• STATED EXERCISE: Give the entries back exactly, dropping each image.

──────── LISTING ────────

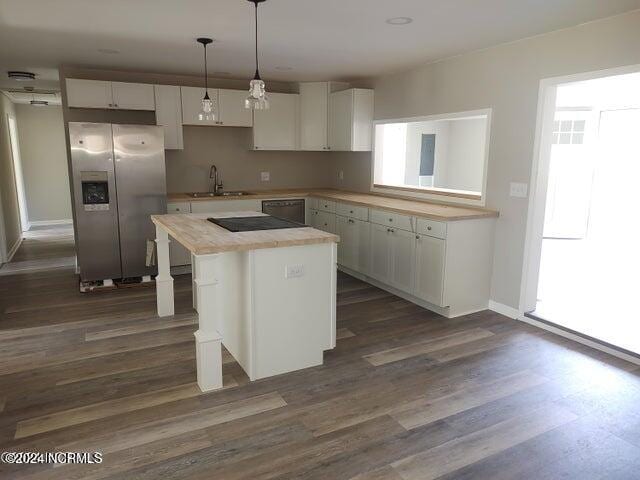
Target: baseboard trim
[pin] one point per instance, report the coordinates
(505, 310)
(515, 314)
(49, 223)
(12, 251)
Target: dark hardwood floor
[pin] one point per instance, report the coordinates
(406, 394)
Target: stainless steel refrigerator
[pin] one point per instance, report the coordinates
(118, 182)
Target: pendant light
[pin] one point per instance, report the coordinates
(257, 99)
(206, 111)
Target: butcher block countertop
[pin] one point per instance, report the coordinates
(202, 237)
(433, 211)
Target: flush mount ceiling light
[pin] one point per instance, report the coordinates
(257, 99)
(206, 112)
(38, 103)
(399, 20)
(21, 76)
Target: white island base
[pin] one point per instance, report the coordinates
(274, 309)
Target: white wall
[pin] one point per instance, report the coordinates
(8, 195)
(414, 149)
(44, 162)
(465, 155)
(506, 78)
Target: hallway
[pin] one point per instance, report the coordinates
(43, 248)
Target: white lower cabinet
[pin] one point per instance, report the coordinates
(178, 255)
(403, 252)
(353, 249)
(429, 262)
(380, 264)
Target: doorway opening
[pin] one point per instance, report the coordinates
(589, 256)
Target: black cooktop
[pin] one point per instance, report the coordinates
(249, 224)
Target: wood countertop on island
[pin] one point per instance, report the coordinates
(202, 237)
(430, 210)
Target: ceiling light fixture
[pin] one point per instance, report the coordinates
(38, 103)
(206, 112)
(257, 99)
(399, 20)
(21, 76)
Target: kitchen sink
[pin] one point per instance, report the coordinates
(221, 194)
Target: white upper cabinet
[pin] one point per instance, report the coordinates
(192, 104)
(314, 111)
(89, 93)
(133, 96)
(350, 120)
(169, 115)
(276, 127)
(111, 95)
(231, 110)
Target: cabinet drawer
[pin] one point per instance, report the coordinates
(353, 211)
(403, 222)
(432, 228)
(326, 222)
(312, 203)
(326, 205)
(179, 207)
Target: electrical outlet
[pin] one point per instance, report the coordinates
(293, 271)
(518, 190)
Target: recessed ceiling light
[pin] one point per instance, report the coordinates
(399, 20)
(21, 76)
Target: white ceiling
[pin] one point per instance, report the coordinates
(318, 40)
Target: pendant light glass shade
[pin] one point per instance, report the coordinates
(207, 113)
(257, 99)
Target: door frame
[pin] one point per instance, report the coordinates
(540, 178)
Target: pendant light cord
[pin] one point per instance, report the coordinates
(206, 83)
(257, 75)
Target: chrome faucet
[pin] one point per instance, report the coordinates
(217, 180)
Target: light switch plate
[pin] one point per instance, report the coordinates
(293, 271)
(518, 190)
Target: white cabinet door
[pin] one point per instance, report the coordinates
(430, 255)
(350, 119)
(275, 128)
(169, 115)
(403, 250)
(133, 96)
(178, 255)
(364, 247)
(89, 93)
(192, 104)
(212, 206)
(380, 264)
(231, 109)
(340, 120)
(327, 222)
(314, 111)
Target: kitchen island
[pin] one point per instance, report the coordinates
(268, 296)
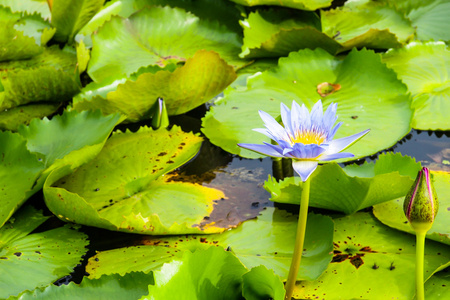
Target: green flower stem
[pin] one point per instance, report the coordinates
(420, 252)
(299, 240)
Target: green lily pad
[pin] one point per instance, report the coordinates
(114, 287)
(202, 77)
(391, 213)
(156, 36)
(20, 37)
(11, 119)
(28, 6)
(268, 240)
(37, 259)
(19, 169)
(429, 18)
(372, 261)
(297, 77)
(274, 33)
(205, 274)
(70, 16)
(261, 283)
(299, 4)
(369, 24)
(50, 76)
(423, 67)
(125, 187)
(351, 188)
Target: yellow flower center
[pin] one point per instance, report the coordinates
(307, 137)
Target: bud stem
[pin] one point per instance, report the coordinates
(420, 252)
(299, 241)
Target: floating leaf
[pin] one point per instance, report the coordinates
(429, 18)
(20, 37)
(124, 187)
(11, 119)
(352, 188)
(202, 77)
(391, 213)
(261, 283)
(299, 4)
(69, 16)
(19, 169)
(37, 259)
(383, 257)
(29, 6)
(423, 67)
(50, 76)
(156, 36)
(274, 33)
(268, 240)
(113, 287)
(213, 274)
(366, 24)
(231, 120)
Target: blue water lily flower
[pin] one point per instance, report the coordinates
(306, 137)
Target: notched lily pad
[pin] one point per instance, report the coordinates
(38, 259)
(353, 187)
(384, 257)
(255, 242)
(201, 78)
(391, 213)
(125, 187)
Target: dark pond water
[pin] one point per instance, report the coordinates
(242, 181)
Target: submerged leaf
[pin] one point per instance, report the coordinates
(385, 258)
(125, 187)
(297, 76)
(351, 188)
(268, 240)
(37, 259)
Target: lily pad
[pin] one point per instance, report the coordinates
(212, 274)
(297, 77)
(299, 4)
(19, 170)
(124, 187)
(37, 259)
(372, 261)
(274, 33)
(21, 35)
(28, 6)
(69, 16)
(114, 287)
(391, 213)
(423, 67)
(268, 240)
(261, 283)
(11, 119)
(157, 36)
(202, 77)
(50, 76)
(351, 188)
(366, 24)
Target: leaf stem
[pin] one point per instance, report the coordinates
(299, 240)
(420, 252)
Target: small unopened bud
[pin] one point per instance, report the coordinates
(421, 203)
(160, 117)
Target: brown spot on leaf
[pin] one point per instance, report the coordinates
(325, 88)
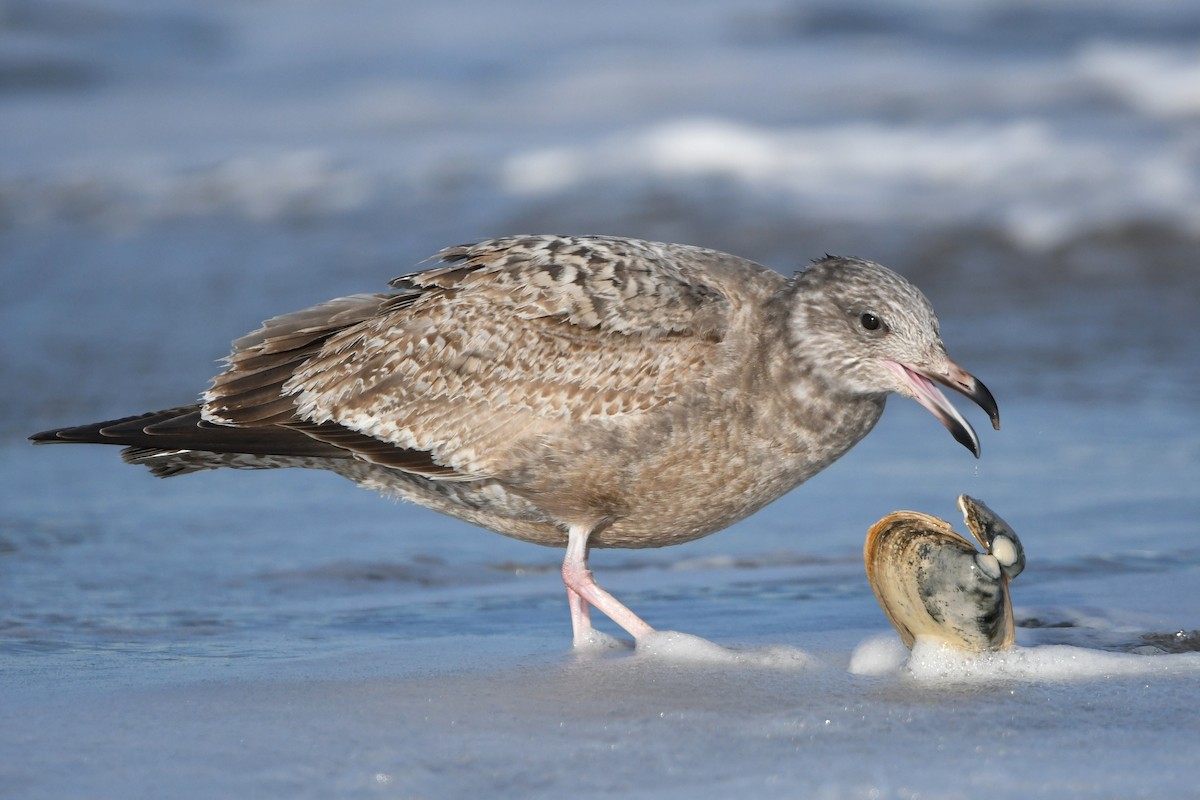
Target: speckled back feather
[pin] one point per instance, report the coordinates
(513, 338)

────────

• FINAL ANSWER:
Target: baseboard trim
[pin] one point per instance, report the coordinates
(505, 310)
(515, 314)
(49, 223)
(12, 251)
Target: dark hardwood floor
[pin] one point per instance, report the coordinates
(406, 394)
Target: stainless steel refrigerator
[pin] one point per instance, report the coordinates
(118, 182)
Target: pendant light
[pin] one point per instance, report the coordinates
(257, 99)
(206, 111)
Target: butcher block countertop
[pin] one point per instance, report the coordinates
(202, 237)
(433, 211)
Target: flush mount ceiling light
[pin] one point per instance, report the coordinates
(257, 99)
(206, 112)
(38, 103)
(399, 20)
(21, 76)
Target: white island base
[pin] one point per instance, report the coordinates
(274, 309)
Target: white wall
[pin] one point per instance, report the coordinates
(8, 195)
(414, 149)
(44, 162)
(465, 155)
(506, 78)
Target: hallway
[pin] one point per instance, report the coordinates
(43, 248)
Target: white lower cabinet
[pin] one point per instance, report the coordinates
(178, 255)
(403, 252)
(353, 249)
(429, 262)
(380, 264)
Target: doorway opening
[pin] one point per instance, report the coordinates
(589, 256)
Target: black cooktop
[pin] one point per instance, report the coordinates
(249, 224)
Target: wood countertop on island
[pin] one point per instance, report the coordinates
(202, 237)
(430, 210)
Target: ceiling light fixture
[pin] one point per instance, report the coordinates
(38, 103)
(206, 112)
(257, 99)
(399, 20)
(21, 76)
Target: kitchen sink
[pin] one point per instance, report the coordinates
(221, 194)
Target: white upper cabinet
[pin] one point per instance, report the coordinates
(192, 104)
(314, 111)
(89, 93)
(133, 96)
(350, 120)
(169, 115)
(276, 127)
(111, 95)
(231, 110)
Target: cabinet drawer
[pin] one point per instance, report the coordinates
(353, 211)
(403, 222)
(432, 228)
(326, 222)
(312, 203)
(326, 205)
(179, 207)
Target: electrical outlet
[pin] one point per instance, report the coordinates
(293, 271)
(518, 190)
Target: recessed ceiling light
[pin] one point per instance, report the coordinates
(399, 20)
(21, 76)
Target: white ceiling
[pin] one point per instance, report the coordinates
(318, 40)
Target: pendant light glass shade
[pin] one point per instance, report the coordinates
(207, 113)
(257, 99)
Target: door frame
[pin] one point per instance, report the coordinates
(540, 178)
Target: pendant light cord
[pin] one point per instance, report the coordinates
(206, 83)
(257, 75)
Target: chrome faucet
[pin] one point per instance, report the coordinates
(217, 180)
Target: light switch plate
[pin] one point per instance, report the coordinates
(293, 271)
(518, 190)
Target: white cabinet door
[pin] one point per instance, report the coordinates
(430, 255)
(350, 119)
(275, 128)
(169, 115)
(403, 250)
(133, 96)
(178, 255)
(364, 247)
(89, 93)
(192, 104)
(212, 206)
(380, 264)
(231, 109)
(340, 120)
(327, 222)
(314, 111)
Target: kitchen island
[pin] one point per instance, report the coordinates
(268, 296)
Target: green flower stem
[pin] one point per instance, report the coordinates
(420, 252)
(299, 240)
Target: green lily pad
[pin] one point per instance, report the coordinates
(114, 287)
(202, 77)
(391, 213)
(156, 36)
(20, 37)
(11, 119)
(28, 6)
(268, 240)
(37, 259)
(19, 169)
(429, 18)
(372, 261)
(297, 77)
(274, 33)
(205, 274)
(70, 16)
(261, 283)
(299, 4)
(369, 24)
(50, 76)
(423, 67)
(125, 187)
(351, 188)
Target: yellow flower center
[pin] one point per instance, report the coordinates
(307, 137)
Target: bud stem
[pin] one point per instance, report the coordinates
(420, 252)
(299, 241)
Target: floating leaf
[pin] one point per instance, report the coordinates
(429, 18)
(20, 37)
(124, 187)
(11, 119)
(352, 188)
(202, 77)
(391, 213)
(261, 283)
(299, 4)
(69, 16)
(19, 169)
(37, 259)
(383, 257)
(29, 6)
(423, 67)
(50, 76)
(156, 36)
(274, 33)
(268, 240)
(113, 287)
(213, 274)
(366, 24)
(231, 120)
Target: blue water lily flower
[pin] one point per instance, report the coordinates
(306, 137)
Target: notched lily pad
[pin] one point per instance, report the coordinates
(38, 259)
(353, 187)
(384, 257)
(255, 242)
(201, 78)
(391, 213)
(125, 187)
Target: dark pond water
[pin] one point per instance, report the coordinates
(242, 181)
Target: submerged leaf
[pin] one point per instance, report the coordinates
(385, 258)
(125, 187)
(297, 76)
(351, 188)
(268, 240)
(37, 259)
Target: lily pad
[pin] one point per instance, report the coordinates
(212, 274)
(297, 77)
(299, 4)
(19, 170)
(124, 187)
(37, 259)
(372, 261)
(274, 33)
(21, 35)
(28, 6)
(69, 16)
(114, 287)
(391, 213)
(423, 67)
(268, 240)
(261, 283)
(11, 119)
(157, 36)
(202, 77)
(50, 76)
(351, 188)
(366, 24)
Target: leaf stem
[pin] one point per instance, report the coordinates
(299, 240)
(420, 252)
Target: small unopened bud
[pin] one point per instance, report the coordinates
(421, 203)
(160, 117)
Target: brown spot on leaf
[pin] one point per instance, report the coordinates
(325, 88)
Target: speckled back feather
[pin] one point per instance, report the coordinates
(513, 338)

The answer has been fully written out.